- **Given information**:

══════════

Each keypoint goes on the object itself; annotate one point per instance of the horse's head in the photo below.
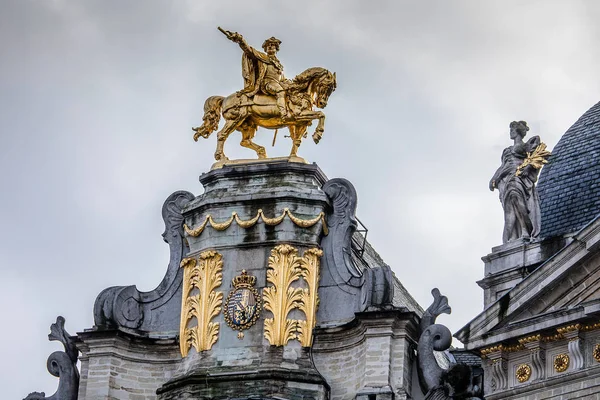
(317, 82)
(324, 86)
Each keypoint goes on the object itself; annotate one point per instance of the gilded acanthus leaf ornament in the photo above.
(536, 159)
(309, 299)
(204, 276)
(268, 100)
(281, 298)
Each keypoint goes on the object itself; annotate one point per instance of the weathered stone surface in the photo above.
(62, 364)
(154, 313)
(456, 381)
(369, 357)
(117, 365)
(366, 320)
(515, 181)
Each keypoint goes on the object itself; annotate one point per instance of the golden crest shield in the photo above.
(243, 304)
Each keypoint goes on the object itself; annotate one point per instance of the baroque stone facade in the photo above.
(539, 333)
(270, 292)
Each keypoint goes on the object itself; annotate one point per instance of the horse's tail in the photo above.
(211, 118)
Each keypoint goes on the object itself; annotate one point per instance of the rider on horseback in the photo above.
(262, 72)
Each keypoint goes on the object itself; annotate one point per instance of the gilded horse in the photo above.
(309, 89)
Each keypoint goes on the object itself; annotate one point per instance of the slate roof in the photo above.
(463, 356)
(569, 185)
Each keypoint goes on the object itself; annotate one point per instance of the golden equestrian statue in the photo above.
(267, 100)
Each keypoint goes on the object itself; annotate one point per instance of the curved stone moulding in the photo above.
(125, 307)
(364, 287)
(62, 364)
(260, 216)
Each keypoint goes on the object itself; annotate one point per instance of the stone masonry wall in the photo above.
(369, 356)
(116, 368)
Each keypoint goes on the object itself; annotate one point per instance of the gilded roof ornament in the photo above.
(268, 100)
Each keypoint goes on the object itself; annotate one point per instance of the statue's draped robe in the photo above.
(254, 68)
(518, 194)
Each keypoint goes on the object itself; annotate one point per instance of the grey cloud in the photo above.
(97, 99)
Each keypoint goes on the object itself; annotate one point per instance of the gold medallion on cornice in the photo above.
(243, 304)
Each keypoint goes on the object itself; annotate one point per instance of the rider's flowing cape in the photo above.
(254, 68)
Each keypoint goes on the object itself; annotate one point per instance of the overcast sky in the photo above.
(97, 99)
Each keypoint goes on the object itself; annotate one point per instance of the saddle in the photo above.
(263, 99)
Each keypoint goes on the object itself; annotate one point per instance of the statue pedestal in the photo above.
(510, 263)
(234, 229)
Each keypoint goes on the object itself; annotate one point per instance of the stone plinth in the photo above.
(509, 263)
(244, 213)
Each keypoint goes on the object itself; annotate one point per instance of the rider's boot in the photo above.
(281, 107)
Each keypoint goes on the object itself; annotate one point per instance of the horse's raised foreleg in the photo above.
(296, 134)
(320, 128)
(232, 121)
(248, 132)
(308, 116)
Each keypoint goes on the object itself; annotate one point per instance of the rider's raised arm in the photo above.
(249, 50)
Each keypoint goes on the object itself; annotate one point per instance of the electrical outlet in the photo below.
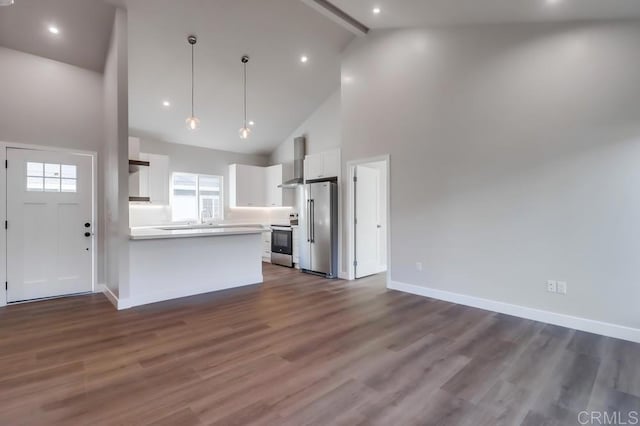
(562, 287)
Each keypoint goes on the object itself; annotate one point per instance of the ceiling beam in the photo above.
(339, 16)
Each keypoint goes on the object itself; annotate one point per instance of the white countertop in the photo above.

══════════

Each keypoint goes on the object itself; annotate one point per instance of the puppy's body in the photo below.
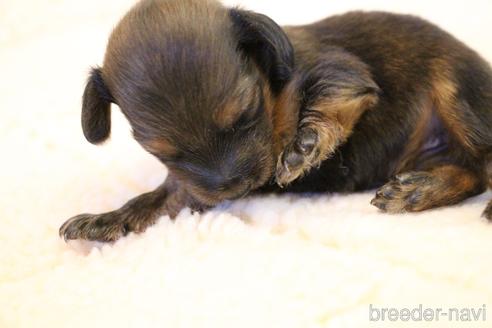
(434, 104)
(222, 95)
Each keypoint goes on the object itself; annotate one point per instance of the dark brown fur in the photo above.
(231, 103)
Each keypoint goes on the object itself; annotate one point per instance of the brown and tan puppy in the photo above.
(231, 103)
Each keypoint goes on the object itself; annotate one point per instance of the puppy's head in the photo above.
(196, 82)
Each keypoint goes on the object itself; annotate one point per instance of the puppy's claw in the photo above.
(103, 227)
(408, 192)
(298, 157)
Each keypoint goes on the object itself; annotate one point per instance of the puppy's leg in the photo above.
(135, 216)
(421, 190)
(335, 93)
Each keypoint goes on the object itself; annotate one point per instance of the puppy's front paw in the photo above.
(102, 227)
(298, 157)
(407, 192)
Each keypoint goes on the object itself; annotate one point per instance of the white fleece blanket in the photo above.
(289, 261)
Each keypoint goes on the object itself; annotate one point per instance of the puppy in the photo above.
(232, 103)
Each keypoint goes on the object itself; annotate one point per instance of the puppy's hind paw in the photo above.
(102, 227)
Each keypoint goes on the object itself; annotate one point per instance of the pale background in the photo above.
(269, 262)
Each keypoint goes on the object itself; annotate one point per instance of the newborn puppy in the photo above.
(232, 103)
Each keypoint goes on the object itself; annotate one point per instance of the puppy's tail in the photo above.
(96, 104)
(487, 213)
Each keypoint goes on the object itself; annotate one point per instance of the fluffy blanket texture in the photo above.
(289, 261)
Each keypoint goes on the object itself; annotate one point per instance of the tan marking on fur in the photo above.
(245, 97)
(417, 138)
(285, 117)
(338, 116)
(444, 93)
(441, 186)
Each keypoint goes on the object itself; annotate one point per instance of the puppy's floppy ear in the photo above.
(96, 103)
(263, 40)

══════════

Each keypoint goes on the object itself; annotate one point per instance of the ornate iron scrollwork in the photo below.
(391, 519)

══════════

- **Task prompt**:
Restate word for word every line from the one with "foreleg in the photo above." up to and including the one with "countertop in the photo above." in the records above, minus the pictures.

- **Reply to the exercise**:
Each keypoint goes on the object itself; annotate one point per instance of the horse's raised foreleg in the photo above.
(296, 134)
(320, 128)
(232, 121)
(248, 132)
(308, 116)
Each keypoint goes on the object itself; annotate one point per instance of the rider's raised arm in the photo above.
(249, 50)
Each keypoint goes on the object itself; annotate one point per instance of the electrical outlet in the photo below.
(562, 287)
Each keypoint goes on the object itself; annotate one point per instance of the ceiling beam in the photo above.
(339, 16)
Each keypoint goes on the object itself; annotate one point per instance of the white countertop in the photo above.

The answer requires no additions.